» Data supplied
--

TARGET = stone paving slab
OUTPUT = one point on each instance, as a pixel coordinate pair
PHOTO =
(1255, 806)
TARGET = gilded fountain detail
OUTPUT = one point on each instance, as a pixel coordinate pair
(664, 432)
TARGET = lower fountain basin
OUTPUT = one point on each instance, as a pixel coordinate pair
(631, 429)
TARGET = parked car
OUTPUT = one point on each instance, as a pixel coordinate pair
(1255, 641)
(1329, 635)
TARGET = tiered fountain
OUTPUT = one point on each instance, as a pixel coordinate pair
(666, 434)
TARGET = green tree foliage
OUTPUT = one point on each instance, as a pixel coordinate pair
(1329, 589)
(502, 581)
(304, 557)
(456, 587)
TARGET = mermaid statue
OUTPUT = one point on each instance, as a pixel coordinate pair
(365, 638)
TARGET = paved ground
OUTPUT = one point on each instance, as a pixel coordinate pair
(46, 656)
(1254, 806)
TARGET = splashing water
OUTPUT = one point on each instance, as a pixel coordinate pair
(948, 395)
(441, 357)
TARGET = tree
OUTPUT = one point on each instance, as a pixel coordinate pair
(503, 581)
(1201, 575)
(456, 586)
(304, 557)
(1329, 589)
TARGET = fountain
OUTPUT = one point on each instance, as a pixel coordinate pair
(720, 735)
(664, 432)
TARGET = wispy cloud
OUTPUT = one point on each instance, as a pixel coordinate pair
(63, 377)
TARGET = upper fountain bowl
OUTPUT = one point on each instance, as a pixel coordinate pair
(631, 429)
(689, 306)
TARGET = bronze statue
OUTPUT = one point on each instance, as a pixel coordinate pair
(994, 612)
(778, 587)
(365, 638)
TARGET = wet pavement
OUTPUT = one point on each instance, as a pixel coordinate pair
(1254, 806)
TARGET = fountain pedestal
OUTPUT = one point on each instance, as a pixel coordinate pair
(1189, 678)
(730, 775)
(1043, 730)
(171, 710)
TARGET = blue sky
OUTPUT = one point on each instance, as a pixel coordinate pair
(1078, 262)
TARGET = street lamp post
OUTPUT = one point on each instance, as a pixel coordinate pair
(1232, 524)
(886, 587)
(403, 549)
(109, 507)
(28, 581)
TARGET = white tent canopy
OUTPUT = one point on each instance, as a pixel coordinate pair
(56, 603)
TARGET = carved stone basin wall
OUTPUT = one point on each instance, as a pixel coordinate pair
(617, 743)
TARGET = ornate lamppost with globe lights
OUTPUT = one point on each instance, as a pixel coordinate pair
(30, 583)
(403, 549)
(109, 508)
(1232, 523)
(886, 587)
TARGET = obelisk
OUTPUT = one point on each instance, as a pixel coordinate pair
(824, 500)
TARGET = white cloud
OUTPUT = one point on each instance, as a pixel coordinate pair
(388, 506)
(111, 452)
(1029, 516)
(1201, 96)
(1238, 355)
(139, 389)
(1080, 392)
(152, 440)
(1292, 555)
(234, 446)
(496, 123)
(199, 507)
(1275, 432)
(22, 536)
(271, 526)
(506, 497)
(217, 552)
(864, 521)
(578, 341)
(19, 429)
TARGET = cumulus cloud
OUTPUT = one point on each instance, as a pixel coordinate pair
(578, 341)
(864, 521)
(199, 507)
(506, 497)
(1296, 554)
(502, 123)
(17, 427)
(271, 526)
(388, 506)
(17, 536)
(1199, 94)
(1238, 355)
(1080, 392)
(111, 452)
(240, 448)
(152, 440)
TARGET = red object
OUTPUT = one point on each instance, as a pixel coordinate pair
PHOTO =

--

» Exercise description
Exactly reproduce the lines beginning with the one that contains "TARGET = obelisk" and ending with the last line of the material, both included. Leave out everything else.

» Task answer
TARGET = obelisk
OUTPUT = one point on each instance, as a pixel coordinate pair
(824, 500)
TARGET = white cloud
OUTPUT = one point on each instance, as a pixel coordinate pair
(388, 506)
(111, 452)
(1029, 516)
(1201, 96)
(1238, 355)
(139, 389)
(1080, 392)
(152, 440)
(1292, 555)
(234, 446)
(496, 123)
(199, 507)
(1275, 432)
(22, 536)
(271, 526)
(506, 497)
(217, 552)
(864, 521)
(578, 341)
(19, 429)
TARGET = cumulus cloud
OUTPUT = one point on each instance, as a pixel coordinate pair
(578, 341)
(864, 521)
(199, 507)
(506, 497)
(1296, 554)
(502, 123)
(17, 427)
(271, 526)
(388, 506)
(17, 536)
(1199, 94)
(1238, 355)
(1080, 392)
(111, 452)
(240, 448)
(152, 440)
TARGET = red object
OUTPUT = one point on each instance, as a pixel coordinate pair
PHOTO =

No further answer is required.